Please state what share of institutions, according to industry surveys cited in the policy management post, update their third-party risk management policy and present it to the board every year.

TEXT UNDER STUDY:
>>>
Policy Management 101


Posted on: August 17, 2021

AdobeStock_278307608-1024x683Ask yourself one question: when is the last time I updated my third-party risk management policy and presented it to the board for approval? Fortunately, industry surveys consistently show that about 2/3 of institutions make it an annual practice.

However, for the 1/3 that don’t, here are some helpful tips and notes:

  1. The scrutiny of third-party risk practices has never been greater.
  2. The scrutiny is going to get even more stringent in a post-COVID world since so many institutions had to rely on aggressive outsourcing.
  3. Your third-party risk policy is every bit as important as any other policy.
  4. The policy should be relatively brief but appropriately detailed.
  5. The policy should reflect the expectations of the board and be instructive to senior management.
  6. The policy should be actively reviewed by the board and reflected in meeting minutes – not just in a rubber-stamp exercise.
  7. Regulatory guidance should be cited, up-to-date, and relevant to the practices and expectations of your prudential regulator.
  8. Practices outlined in the policy should be regularly audited (trust me, if your business practices are tweaked and pretty soon policy doesn’t meet work product and vice versa, you’ve got an audit finding – or worse).
  9. The policy should be consistent in the level of detail, wording, and description as your other policies.
  10. The policy must be accurate – so many times, vague wording or confusing expectations cause real problems.
<<<
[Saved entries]
>>>
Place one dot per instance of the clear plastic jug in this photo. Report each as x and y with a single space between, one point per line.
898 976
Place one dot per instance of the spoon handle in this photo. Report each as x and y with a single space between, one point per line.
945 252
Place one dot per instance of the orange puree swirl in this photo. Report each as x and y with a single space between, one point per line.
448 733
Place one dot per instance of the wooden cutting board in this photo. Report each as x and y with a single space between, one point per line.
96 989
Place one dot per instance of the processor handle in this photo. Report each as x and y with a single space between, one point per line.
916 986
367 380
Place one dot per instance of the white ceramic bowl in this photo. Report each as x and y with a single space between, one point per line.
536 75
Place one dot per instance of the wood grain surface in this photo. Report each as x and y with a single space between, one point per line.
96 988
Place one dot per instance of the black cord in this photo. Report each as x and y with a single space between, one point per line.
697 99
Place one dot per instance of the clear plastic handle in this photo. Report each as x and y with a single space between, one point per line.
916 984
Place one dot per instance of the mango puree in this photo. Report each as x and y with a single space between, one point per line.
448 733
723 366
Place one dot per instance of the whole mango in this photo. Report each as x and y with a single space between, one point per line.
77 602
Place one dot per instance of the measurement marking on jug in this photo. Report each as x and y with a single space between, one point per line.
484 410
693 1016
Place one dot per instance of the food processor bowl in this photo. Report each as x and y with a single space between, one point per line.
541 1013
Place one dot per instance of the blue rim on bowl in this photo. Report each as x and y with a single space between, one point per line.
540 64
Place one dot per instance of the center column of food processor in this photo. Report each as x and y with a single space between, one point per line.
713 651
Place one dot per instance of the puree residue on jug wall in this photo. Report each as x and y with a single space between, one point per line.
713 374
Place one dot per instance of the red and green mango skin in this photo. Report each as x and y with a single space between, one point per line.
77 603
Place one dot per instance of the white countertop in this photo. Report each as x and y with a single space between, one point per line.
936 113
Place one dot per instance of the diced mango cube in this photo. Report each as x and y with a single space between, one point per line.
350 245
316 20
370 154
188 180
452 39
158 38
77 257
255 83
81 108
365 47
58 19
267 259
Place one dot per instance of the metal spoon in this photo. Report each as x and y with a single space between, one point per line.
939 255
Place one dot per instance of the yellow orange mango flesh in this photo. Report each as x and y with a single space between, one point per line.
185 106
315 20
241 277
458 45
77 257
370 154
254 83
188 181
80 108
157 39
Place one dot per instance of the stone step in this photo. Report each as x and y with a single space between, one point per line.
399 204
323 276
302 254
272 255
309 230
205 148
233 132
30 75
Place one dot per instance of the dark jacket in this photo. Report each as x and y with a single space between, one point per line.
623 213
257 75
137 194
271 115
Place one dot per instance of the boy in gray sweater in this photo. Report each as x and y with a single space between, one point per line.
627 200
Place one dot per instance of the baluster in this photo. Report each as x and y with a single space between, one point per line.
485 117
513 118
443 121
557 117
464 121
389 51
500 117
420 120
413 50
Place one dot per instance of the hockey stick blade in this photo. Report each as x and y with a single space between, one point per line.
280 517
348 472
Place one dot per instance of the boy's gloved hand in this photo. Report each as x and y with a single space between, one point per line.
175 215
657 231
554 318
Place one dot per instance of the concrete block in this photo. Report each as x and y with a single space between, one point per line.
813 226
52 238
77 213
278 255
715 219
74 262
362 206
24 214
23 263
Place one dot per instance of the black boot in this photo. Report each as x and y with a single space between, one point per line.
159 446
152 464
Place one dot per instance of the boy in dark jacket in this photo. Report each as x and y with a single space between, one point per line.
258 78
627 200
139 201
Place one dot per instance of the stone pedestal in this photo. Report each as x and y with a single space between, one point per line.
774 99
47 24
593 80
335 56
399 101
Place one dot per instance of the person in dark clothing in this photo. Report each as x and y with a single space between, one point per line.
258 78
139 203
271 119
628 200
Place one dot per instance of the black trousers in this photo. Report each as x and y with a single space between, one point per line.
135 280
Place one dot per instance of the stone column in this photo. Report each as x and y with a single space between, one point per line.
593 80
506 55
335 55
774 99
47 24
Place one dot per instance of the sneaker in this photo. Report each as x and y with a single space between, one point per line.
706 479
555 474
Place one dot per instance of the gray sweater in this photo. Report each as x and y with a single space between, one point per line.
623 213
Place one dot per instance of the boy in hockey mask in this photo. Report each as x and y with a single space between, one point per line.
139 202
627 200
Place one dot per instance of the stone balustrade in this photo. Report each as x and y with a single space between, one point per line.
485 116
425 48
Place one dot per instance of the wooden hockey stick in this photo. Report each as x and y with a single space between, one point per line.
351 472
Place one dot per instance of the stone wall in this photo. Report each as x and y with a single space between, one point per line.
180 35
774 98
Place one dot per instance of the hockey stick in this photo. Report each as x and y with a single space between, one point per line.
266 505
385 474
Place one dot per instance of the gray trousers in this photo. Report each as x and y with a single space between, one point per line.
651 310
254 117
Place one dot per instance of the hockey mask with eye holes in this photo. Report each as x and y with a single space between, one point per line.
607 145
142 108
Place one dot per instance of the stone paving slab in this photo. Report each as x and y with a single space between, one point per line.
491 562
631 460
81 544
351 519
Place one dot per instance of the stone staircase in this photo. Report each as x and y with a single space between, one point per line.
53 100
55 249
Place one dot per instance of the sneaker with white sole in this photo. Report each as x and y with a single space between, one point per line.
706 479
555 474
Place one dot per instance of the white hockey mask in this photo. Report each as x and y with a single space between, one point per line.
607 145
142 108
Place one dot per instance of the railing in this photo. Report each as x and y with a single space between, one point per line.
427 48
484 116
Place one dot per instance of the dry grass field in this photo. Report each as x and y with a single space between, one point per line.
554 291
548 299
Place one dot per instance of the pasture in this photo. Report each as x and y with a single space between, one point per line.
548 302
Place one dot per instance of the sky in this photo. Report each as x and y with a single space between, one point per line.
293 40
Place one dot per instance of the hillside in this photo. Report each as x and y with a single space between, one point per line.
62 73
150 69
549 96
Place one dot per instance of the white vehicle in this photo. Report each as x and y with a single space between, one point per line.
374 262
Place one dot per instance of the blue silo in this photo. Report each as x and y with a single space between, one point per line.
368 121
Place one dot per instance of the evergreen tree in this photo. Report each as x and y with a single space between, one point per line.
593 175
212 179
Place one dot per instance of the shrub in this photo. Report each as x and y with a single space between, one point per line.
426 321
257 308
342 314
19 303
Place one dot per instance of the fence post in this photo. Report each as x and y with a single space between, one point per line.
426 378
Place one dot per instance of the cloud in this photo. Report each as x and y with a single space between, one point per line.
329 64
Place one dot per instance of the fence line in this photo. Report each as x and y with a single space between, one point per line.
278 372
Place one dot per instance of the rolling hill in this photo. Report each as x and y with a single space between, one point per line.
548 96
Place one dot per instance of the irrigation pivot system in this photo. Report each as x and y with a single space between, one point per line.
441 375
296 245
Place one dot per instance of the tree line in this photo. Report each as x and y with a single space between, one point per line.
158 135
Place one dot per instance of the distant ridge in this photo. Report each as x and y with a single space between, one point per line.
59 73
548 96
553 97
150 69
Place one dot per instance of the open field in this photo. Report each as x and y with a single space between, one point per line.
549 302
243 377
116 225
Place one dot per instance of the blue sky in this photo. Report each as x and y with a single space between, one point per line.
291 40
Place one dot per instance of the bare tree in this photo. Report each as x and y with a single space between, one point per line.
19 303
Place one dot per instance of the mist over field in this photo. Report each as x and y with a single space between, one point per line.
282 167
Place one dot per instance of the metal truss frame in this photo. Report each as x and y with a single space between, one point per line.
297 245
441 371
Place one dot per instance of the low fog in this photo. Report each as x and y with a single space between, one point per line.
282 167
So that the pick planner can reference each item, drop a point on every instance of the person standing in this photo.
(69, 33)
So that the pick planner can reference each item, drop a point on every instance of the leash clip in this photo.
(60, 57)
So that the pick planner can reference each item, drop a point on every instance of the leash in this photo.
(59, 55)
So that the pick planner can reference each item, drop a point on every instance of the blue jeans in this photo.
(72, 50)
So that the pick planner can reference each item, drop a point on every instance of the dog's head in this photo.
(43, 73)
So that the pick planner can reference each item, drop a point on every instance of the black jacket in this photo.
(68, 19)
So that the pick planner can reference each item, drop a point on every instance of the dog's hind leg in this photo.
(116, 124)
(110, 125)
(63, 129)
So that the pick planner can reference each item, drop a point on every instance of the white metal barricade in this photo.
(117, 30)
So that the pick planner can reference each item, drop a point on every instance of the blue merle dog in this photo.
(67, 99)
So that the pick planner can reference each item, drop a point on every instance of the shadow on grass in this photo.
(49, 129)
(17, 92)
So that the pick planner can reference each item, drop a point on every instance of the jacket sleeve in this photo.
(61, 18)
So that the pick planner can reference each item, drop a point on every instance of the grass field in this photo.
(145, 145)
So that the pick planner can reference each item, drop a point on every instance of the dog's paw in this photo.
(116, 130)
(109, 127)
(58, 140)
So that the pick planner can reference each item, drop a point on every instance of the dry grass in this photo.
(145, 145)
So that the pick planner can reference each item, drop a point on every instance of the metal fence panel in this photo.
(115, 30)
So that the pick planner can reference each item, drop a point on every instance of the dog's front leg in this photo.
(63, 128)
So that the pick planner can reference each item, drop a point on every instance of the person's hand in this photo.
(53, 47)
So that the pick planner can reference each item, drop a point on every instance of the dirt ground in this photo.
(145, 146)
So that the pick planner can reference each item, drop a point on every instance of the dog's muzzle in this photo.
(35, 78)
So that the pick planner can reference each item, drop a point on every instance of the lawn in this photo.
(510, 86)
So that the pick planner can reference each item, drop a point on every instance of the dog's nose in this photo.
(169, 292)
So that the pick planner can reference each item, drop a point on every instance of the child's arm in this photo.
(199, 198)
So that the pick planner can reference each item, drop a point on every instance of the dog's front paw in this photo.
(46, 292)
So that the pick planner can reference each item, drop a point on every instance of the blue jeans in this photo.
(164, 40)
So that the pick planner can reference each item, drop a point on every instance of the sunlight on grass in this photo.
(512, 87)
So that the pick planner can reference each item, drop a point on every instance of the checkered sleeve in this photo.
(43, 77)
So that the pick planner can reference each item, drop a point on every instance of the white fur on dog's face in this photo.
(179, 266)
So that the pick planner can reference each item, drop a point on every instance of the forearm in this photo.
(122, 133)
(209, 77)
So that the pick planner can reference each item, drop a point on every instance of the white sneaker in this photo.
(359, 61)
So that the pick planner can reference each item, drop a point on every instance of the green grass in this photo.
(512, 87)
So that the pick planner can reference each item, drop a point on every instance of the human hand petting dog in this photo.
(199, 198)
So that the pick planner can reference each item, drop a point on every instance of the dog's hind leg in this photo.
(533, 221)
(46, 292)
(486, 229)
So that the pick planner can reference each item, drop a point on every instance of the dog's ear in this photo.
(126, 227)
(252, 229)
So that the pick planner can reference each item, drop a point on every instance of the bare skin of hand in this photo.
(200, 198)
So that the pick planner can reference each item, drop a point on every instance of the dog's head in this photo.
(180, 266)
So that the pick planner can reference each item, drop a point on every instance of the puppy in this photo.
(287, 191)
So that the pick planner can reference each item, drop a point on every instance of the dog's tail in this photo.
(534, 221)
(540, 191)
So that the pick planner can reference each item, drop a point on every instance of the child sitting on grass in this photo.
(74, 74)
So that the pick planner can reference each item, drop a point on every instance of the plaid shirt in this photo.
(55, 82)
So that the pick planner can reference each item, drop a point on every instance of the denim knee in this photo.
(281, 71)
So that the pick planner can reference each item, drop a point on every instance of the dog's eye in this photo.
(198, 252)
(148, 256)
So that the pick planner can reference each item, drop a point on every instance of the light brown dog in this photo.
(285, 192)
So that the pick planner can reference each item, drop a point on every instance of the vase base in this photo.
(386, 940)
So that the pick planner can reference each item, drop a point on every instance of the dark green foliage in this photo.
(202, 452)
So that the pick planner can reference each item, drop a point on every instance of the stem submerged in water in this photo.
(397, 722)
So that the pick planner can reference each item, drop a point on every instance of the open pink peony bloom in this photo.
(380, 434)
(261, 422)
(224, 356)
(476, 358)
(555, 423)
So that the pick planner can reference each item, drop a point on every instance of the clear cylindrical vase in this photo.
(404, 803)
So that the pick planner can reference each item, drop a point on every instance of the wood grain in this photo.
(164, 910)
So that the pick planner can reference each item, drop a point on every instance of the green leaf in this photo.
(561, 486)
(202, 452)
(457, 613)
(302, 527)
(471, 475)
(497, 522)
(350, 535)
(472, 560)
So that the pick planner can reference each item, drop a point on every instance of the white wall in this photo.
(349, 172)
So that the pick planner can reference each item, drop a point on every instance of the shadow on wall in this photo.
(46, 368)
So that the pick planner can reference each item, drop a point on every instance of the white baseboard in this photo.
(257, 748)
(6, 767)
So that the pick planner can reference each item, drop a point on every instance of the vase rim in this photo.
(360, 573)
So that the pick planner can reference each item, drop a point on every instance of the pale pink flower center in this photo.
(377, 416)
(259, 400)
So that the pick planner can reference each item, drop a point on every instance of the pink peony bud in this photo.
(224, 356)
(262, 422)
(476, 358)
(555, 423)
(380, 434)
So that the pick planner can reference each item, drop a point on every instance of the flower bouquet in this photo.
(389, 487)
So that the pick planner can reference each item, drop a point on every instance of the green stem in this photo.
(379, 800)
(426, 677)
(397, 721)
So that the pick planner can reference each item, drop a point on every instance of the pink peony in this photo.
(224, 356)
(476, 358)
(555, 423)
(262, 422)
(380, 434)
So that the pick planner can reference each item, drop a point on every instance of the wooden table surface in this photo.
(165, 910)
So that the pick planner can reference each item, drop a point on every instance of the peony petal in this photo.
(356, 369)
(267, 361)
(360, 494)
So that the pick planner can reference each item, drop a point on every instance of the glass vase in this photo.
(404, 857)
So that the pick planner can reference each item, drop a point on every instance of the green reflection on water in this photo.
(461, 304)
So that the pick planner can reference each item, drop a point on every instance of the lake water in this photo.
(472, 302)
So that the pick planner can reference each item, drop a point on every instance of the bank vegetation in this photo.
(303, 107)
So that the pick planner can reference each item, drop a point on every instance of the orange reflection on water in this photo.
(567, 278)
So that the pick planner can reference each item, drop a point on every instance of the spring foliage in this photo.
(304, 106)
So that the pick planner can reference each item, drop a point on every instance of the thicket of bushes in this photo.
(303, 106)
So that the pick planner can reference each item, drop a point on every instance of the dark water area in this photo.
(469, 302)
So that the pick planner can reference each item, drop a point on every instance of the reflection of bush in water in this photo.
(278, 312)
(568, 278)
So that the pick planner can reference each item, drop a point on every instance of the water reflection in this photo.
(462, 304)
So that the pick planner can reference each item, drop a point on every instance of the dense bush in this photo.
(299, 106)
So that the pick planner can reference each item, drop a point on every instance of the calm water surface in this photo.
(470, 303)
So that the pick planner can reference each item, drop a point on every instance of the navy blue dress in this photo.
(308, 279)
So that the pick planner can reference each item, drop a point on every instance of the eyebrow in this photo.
<<<
EXERCISE ANSWER: About two-thirds (2/3) of institutions.